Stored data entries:
____

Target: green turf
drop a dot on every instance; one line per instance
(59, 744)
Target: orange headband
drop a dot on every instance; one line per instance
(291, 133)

____

Exercise brief – Your reply should consist of all the records, set down exactly.

Answer box –
Target: green turf
drop a dot on every instance; one line per instance
(59, 744)
Target: orange headband
drop a dot on every instance; one line per instance
(291, 133)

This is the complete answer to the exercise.